* _Exercise details_
Render every row below as a two-column CSV with the headers text and points, one line per row. Put each value in a single quoted field with its line breaks replaced by spaces, and leave the pictures out.

* _Excerpts from point annotation data_
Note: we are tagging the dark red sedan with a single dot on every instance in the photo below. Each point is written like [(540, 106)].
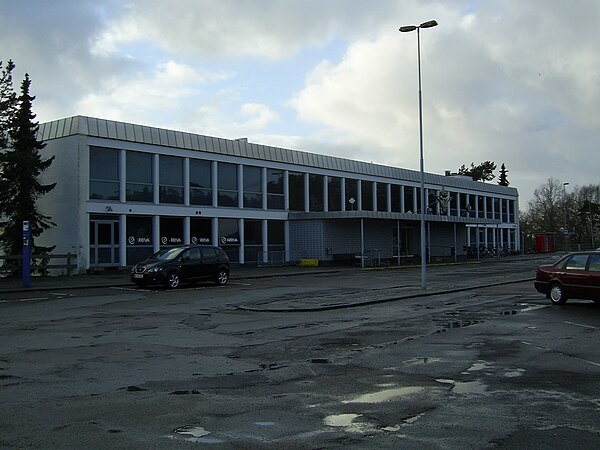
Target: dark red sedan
[(576, 275)]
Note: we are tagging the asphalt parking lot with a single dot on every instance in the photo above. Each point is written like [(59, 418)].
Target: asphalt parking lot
[(327, 359)]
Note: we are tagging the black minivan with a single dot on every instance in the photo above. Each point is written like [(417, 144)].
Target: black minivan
[(175, 265)]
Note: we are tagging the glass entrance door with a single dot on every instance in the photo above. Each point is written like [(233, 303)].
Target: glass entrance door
[(104, 242)]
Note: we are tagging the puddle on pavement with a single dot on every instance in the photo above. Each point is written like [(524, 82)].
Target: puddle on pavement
[(386, 395), (196, 434), (466, 387), (479, 366), (422, 360), (457, 324), (341, 420), (513, 373)]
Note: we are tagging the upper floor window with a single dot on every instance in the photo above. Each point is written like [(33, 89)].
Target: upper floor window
[(334, 194), (296, 191), (104, 173), (227, 181), (139, 177), (367, 195), (315, 192), (382, 197), (351, 194), (200, 182), (252, 187), (396, 192), (275, 195), (171, 179)]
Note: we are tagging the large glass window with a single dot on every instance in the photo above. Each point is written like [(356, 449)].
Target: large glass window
[(334, 194), (296, 187), (139, 238), (227, 180), (497, 209), (139, 177), (381, 197), (351, 194), (200, 231), (200, 182), (409, 200), (396, 197), (229, 238), (275, 196), (481, 206), (315, 186), (171, 231), (488, 203), (275, 232), (104, 173), (171, 179), (252, 240), (367, 195), (252, 187), (431, 202)]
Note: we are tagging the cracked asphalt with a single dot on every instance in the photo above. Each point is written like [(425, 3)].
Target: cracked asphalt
[(348, 359)]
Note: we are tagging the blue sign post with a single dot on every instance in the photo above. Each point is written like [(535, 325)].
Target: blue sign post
[(26, 266)]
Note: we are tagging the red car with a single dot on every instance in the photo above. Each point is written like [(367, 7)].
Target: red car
[(576, 275)]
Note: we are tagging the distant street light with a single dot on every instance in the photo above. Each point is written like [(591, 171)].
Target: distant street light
[(566, 233), (406, 29)]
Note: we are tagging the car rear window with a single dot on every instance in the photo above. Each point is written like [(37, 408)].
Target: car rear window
[(594, 263), (209, 253), (577, 262)]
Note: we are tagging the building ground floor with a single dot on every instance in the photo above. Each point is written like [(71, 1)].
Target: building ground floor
[(117, 240)]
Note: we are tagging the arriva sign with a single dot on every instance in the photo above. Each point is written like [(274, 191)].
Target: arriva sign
[(229, 240)]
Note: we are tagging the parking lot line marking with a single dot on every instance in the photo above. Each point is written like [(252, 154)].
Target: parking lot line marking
[(582, 325)]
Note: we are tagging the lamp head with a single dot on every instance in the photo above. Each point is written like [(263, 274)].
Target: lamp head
[(408, 28), (428, 24)]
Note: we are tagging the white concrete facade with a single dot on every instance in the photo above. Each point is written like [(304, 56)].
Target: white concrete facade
[(124, 191)]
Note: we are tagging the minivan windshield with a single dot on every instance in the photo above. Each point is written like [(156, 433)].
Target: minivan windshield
[(167, 254)]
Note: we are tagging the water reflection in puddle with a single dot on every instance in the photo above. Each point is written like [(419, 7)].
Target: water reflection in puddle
[(196, 434), (479, 366), (340, 420), (422, 360), (466, 387), (513, 373), (385, 395)]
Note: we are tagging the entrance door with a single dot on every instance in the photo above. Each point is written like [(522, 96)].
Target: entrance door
[(104, 242)]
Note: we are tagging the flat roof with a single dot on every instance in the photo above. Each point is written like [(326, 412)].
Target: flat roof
[(110, 129)]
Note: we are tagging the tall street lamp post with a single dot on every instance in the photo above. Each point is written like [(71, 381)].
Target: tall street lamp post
[(406, 29), (566, 233)]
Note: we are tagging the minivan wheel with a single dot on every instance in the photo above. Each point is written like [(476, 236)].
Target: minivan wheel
[(173, 280), (557, 294), (222, 277)]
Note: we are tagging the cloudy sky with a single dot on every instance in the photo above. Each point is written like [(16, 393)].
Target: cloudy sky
[(512, 81)]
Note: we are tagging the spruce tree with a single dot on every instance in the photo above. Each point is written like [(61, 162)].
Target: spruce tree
[(503, 180), (8, 102), (20, 168)]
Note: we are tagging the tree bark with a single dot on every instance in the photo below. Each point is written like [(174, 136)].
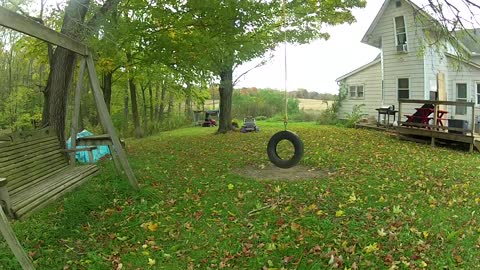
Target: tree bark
[(125, 109), (225, 106), (150, 93), (107, 88), (133, 97), (162, 101), (170, 104), (61, 70), (145, 118), (62, 62), (136, 119), (188, 101), (157, 102)]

* _Exercise solution_
text,points
"Note: we are tagging the dark red sedan with a single dot on every instance in the photo below. Each point is written like [(540, 106)]. Target: dark red sedan","[(576, 275)]"
"Note: we are tagging the asphalt parking lot with a single dot on every instance in the photo above. Each point is written like [(59, 418)]. Target: asphalt parking lot","[(327, 359)]"
"Note: we are tagging the black minivan with a single dot on every instance in the photo above. Each point is written like [(417, 144)]. Target: black minivan","[(175, 265)]"
"Note: we are tagging the glass entrance door with a single dot on every instance in the photo above. Each point is written like [(233, 303)]. Target: glass entrance door","[(104, 242)]"
"Note: we are tagging the puddle on pavement with a single dot on every instance in the photo above. Each point is written like [(524, 82)]. Target: puddle on pavement","[(386, 395), (196, 434), (466, 387), (479, 366), (422, 360), (457, 324), (341, 420), (513, 373)]"
"Note: we are tagging the upper floor window with a single dot on every instance in the photo above. Each point is written like [(33, 89)]. Target: upper floor window","[(334, 194), (296, 191), (104, 173), (227, 181), (139, 177), (367, 195), (315, 192), (382, 197), (351, 194), (200, 182), (252, 187), (396, 192), (275, 195), (171, 179)]"
"Note: we are tagging the large glass window with a single dot on every instance in the photo above. Each point is written like [(356, 449)]. Target: large glass window","[(334, 194), (296, 187), (139, 238), (227, 180), (497, 209), (139, 177), (381, 197), (351, 194), (200, 231), (200, 182), (409, 200), (396, 197), (229, 238), (275, 196), (481, 206), (315, 186), (171, 231), (488, 203), (275, 232), (104, 173), (171, 179), (252, 240), (367, 195), (252, 187), (431, 202)]"
"Note: we are tagging the cracked asphalt with a single dot on every instance in the photo above. Each point is written like [(425, 3)]. Target: cracked asphalt","[(348, 359)]"
"Note: we are tagging the blue sign post with a single dot on every instance in the photo above. Each point is written like [(535, 325)]. Target: blue sign post","[(26, 266)]"
"Note: we are tagging the red car with a single dot on every instance in the photo above. Each point is written like [(367, 7)]. Target: red car","[(576, 275)]"
"Note: we are tagging the distant street light with a single dot on every instance in the photo above. Each point is written like [(591, 171)]. Target: distant street light","[(566, 233), (406, 29)]"
"Note: we are tagging the car rear window with a single dot on every instance in the photo above. Each point is written like [(37, 408)]. Target: car rear window","[(594, 263), (209, 253), (577, 262)]"
"Note: we are tagging the building ground floor with a single dot on every instance in the photo above. Each point is written like [(71, 1)]. Target: building ground floor","[(117, 240)]"
"Note: we are tagging the arriva sign with a single dot on every instance in the photo above. Each point is written like [(274, 191)]. Target: arriva sign","[(229, 240)]"
"Note: we are tagging the parking lot line marking with a single dot on every instance in the photo above. Each point is written like [(252, 154)]. Target: parking lot line marking","[(582, 325)]"
"Note: we are tagging the lamp head with a single dot on every instance in the photo above. Each point is written like [(263, 274)]. Target: lamp head","[(408, 28), (428, 24)]"
"Note: we are tagging the white concrete facade with a single dot on every instance in the photo above. Each point is written like [(304, 56)]. Target: white concrete facade","[(124, 191)]"
"Note: we are tagging the minivan windshield with a single dot on every instance in the photo above. Each point is written like [(156, 433)]. Target: minivan windshield","[(167, 254)]"
"Note: we are tagging the water reflection in puddle with a single dot on every instance in the photo above. Each point is written like [(419, 7)]. Target: water reflection in puddle","[(196, 434), (479, 366), (340, 420), (422, 360), (466, 387), (513, 373), (385, 395)]"
"Note: we are tagging the entrance door with a single dot on every instance in the photo above. Each point is written like [(522, 96)]. Target: entrance door","[(104, 242)]"
"Note: we are tagging the flat roof with a single dot on every instance in the photo above. Each point is written like [(326, 412)]. Target: flat roof","[(110, 129)]"
"Note: we are tagging the tall street lamp post with a single dot on every instance in the photo above. Each point is written like [(71, 381)]. Target: tall street lamp post","[(406, 29), (566, 233)]"
"Note: we are tagging the minivan wheel with a single dot on every instance in the photo above. Each point is written like [(476, 236)]. Target: minivan wheel","[(173, 280), (557, 294), (222, 277)]"
"Note: we are tagging the cloudy sky with a single dot on every instance in the photo above. Each point is written like [(16, 393)]. Target: cloudy sky","[(512, 81)]"
"Note: we are tagging the spruce tree with a single dot on every instance in the photo above. Each point is written like [(61, 162)]. Target: spruce tree","[(503, 180), (8, 102), (20, 168)]"
"Note: we are tagging the tree bark with a single dot on every instance in the photo below. Each point is written like [(174, 136)]. Target: tree bark","[(125, 109), (225, 106), (150, 93), (107, 88), (133, 97), (162, 101), (170, 104), (61, 70), (145, 118), (62, 62), (136, 119), (188, 101), (157, 102)]"